EXERCISE PROMPT> Could you put every line of the listing below into a Markdown table with the columns "Row" and "Content", numbering the rows and skipping blank lines? Leave the pictures out of your answer.

MATERIAL FOR THIS TASK>
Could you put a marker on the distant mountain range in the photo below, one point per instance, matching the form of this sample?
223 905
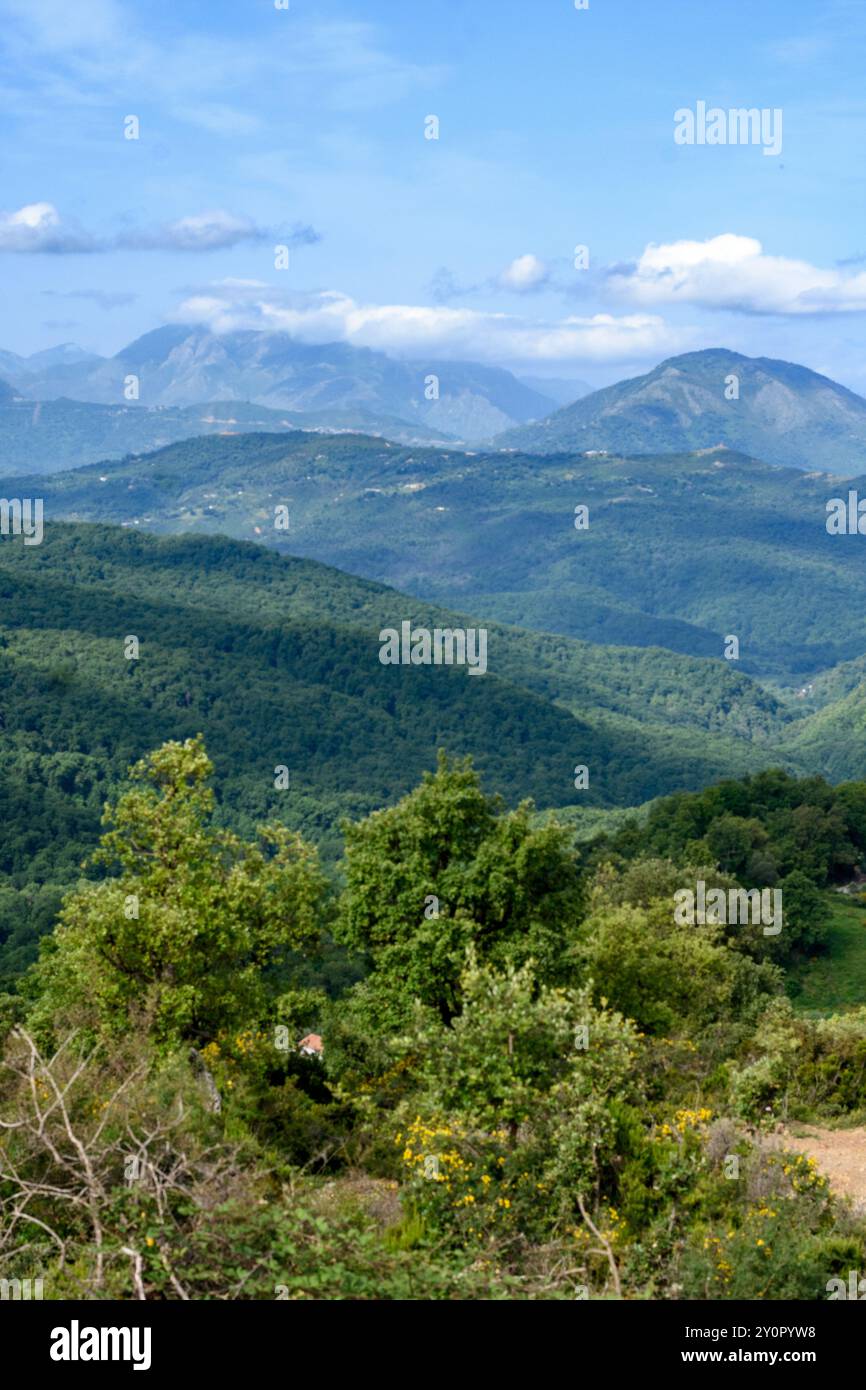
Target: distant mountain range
773 410
680 552
275 660
181 366
192 381
50 435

PROBLEM SOLUTION>
| Row | Content |
|---|---|
| 1 | Could you put a marker on the distant mountain range in the photo below, one point per instance, matching the form of this sample? |
| 2 | 223 905 |
| 3 | Target: distant mountain range |
| 4 | 773 410 |
| 5 | 680 552 |
| 6 | 275 660 |
| 7 | 181 366 |
| 8 | 192 381 |
| 9 | 50 435 |